• _EXTRATO DE DADOS_
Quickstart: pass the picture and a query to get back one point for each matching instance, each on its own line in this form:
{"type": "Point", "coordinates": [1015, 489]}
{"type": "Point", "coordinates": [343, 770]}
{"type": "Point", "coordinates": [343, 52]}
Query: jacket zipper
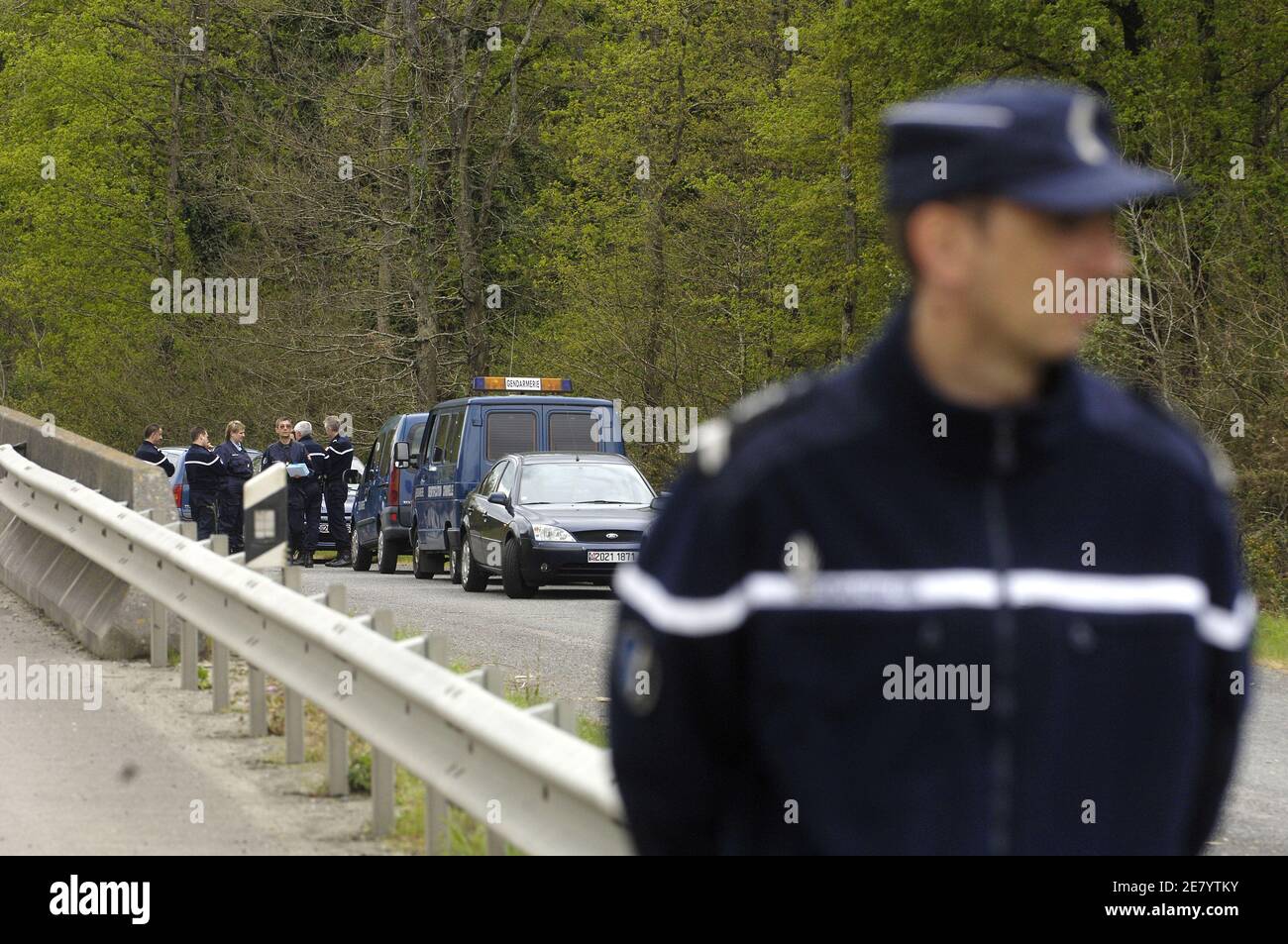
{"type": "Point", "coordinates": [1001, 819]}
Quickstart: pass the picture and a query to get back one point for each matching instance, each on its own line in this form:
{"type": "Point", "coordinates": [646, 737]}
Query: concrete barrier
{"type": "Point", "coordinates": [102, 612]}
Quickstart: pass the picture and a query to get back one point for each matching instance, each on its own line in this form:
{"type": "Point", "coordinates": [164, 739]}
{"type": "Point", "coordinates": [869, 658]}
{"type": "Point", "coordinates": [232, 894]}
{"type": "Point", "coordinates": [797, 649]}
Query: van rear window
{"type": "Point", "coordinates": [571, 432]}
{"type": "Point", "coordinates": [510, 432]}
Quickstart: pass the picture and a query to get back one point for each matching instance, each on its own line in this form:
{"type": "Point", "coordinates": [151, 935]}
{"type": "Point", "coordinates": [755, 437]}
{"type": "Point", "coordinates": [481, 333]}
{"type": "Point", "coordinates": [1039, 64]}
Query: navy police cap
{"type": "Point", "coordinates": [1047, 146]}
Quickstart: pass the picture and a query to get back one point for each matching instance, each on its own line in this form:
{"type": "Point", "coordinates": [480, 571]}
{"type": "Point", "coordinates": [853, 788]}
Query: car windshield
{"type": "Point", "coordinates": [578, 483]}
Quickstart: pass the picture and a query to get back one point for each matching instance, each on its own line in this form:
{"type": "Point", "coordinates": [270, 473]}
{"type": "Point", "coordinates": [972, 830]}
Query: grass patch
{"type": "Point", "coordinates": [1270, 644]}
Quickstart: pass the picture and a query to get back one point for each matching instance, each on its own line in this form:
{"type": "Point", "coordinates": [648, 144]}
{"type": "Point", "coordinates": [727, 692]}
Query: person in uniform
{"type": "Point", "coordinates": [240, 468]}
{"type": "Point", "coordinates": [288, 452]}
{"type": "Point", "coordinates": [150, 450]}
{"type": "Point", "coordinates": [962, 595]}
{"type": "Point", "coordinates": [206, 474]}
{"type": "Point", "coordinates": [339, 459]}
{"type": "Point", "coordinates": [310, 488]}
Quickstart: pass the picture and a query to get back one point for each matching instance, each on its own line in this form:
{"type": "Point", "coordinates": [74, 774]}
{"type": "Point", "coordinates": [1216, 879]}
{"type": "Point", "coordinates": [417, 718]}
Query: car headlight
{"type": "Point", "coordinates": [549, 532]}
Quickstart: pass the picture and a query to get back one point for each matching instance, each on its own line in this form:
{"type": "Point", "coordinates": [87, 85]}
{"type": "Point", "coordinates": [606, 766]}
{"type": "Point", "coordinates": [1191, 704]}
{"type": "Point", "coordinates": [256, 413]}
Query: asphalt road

• _A FAZER_
Extraia todas as linhas acima, da primeira à última, reproduzindo cada uma sem nenhuma alteração. Deixe as imagens de fora da resposta.

• _RESPOSTA_
Quickstart: pass the picture and a query to get back one point for each matching instance, each on its own line in this form:
{"type": "Point", "coordinates": [1015, 489]}
{"type": "Point", "coordinates": [343, 770]}
{"type": "Point", "coordinates": [343, 52]}
Query: jacket zipper
{"type": "Point", "coordinates": [1001, 819]}
Quickstart: pass the picture and a query to get back one point for each matching instance, each on its own line in this form:
{"type": "Point", "coordinates": [646, 737]}
Query: concrete barrier
{"type": "Point", "coordinates": [102, 612]}
Quickstart: pass the picture and a query to get back one point for each matching instance, each on its own line in this form:
{"type": "Point", "coordinates": [164, 739]}
{"type": "Point", "coordinates": [869, 658]}
{"type": "Point", "coordinates": [232, 894]}
{"type": "Point", "coordinates": [797, 649]}
Query: van rear window
{"type": "Point", "coordinates": [571, 432]}
{"type": "Point", "coordinates": [510, 432]}
Quickstart: pass the picture and a query to get back one point for each matching instance, each on its own line in this form:
{"type": "Point", "coordinates": [151, 935]}
{"type": "Point", "coordinates": [755, 437]}
{"type": "Point", "coordinates": [481, 333]}
{"type": "Point", "coordinates": [1039, 64]}
Query: navy police cap
{"type": "Point", "coordinates": [1047, 146]}
Quickstart: pass the picture and a query to get back one point for each matching instance, each on its own line in this form:
{"type": "Point", "coordinates": [480, 571]}
{"type": "Point", "coordinates": [853, 788]}
Query: car windshield
{"type": "Point", "coordinates": [578, 483]}
Quickstart: pass the picture and a query to get back one point for each matching instance, each on its own line in this form:
{"type": "Point", "coordinates": [270, 473]}
{"type": "Point", "coordinates": [972, 830]}
Query: grass patch
{"type": "Point", "coordinates": [1270, 644]}
Quickstart: pass the picture and a query to get back one point for each matching instance, each on its own line in this form:
{"type": "Point", "coordinates": [648, 144]}
{"type": "Point", "coordinates": [727, 692]}
Query: person in uniform
{"type": "Point", "coordinates": [240, 468]}
{"type": "Point", "coordinates": [288, 452]}
{"type": "Point", "coordinates": [150, 450]}
{"type": "Point", "coordinates": [962, 595]}
{"type": "Point", "coordinates": [206, 474]}
{"type": "Point", "coordinates": [339, 459]}
{"type": "Point", "coordinates": [310, 488]}
Quickstart: pass the picture and a query to get back one point for each matching instance, each on its own line in this form:
{"type": "Point", "coordinates": [74, 774]}
{"type": "Point", "coordinates": [1216, 879]}
{"type": "Point", "coordinates": [417, 718]}
Query: car headlight
{"type": "Point", "coordinates": [549, 532]}
Quickstart: pass the picture and a query to get back one point for each matching instance, each on its own line in this form:
{"type": "Point", "coordinates": [87, 85]}
{"type": "Point", "coordinates": [606, 766]}
{"type": "Point", "coordinates": [1191, 704]}
{"type": "Point", "coordinates": [256, 413]}
Query: asphalt road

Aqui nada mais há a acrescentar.